Identification of novel protein-coding sequences in Eucalyptus grandis plants by high-resolution mass spectrometry

Jorge, Gabriel Lemes, and Tiago Santana Balbuena. “Identification of Novel Protein-Coding Sequences in Eucalyptus Grandis Plants by High-Resolution Mass Spectrometry.” Biochimica et Biophysica Acta (BBA) – Proteins and Proteomics, no. 3, Elsevier BV, Mar. 2021, p. 140594. Crossref, doi:10.1016/j.bbapap.2020.140594.


Eucalyptus species are widely used in the forestry industry, and a significant increase in the number of sequences available in database repositories has been observed for these species. In proteomics, a protein is identified by correlating the theoretical fragmentation spectrum derived from genomic/transcriptomic data against the experimental fragmentation mass spectrum acquired from large-scale analysis of protein mixtures. Proteogenomics is an alternative approach that can identify novel proteins encoded by regions previously considered as non-coding. This study aimed to confidently identify and confirm the existence of previously unknown protein-coding sequences in the Eucalyptus grandis genome. To this end, we used a modified spectral correlation strategy and a dedicated de novo peptide sequencing pipeline. Upon the strategy used here, we confidently identified 41 novel peptide forms and six peptides containing at least one single amino acid substitution. The most representative genomic class of novel peptides was identified as originating from alternative reading frames. In contrast, no clear single amino acid substitution pattern was identified. Validation of the identifications was carried out using a parallel reaction monitoring approach that provided further mass spectrometry support for the existence of the novel peptide sequences. Data are available via ProteomeXchange with identifier PXD022110.

» **Work required**: Reproduce the stretch of the Eucalyptus grandis abstract from "Jorge, Gabriel Lemes, and" through "140594. Crossref, doi:10.1016/j.bbapap.2020.140594." word for word.

» **Stored data entries**:
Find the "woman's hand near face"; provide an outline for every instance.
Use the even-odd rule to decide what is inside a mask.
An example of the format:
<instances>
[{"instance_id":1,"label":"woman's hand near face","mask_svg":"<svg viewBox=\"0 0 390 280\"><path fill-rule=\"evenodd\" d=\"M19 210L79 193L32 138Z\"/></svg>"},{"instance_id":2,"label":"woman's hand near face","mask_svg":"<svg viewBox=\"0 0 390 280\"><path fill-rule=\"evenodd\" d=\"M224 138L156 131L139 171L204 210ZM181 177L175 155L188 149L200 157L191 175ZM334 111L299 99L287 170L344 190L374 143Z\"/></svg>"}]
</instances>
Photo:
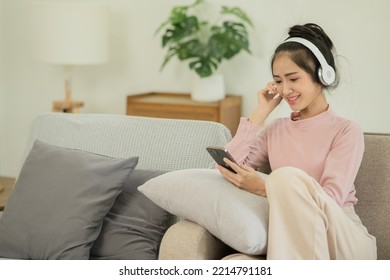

» **The completed task**:
Jorge, Gabriel Lemes, and Tiago Santana Balbuena. “Identification of Novel Protein-Coding Sequences in Eucalyptus Grandis Plants by High-Resolution Mass Spectrometry.” Biochimica et Biophysica Acta (BBA) – Proteins and Proteomics, no. 3, Elsevier BV, Mar. 2021, p. 140594. Crossref, doi:10.1016/j.bbapap.2020.140594.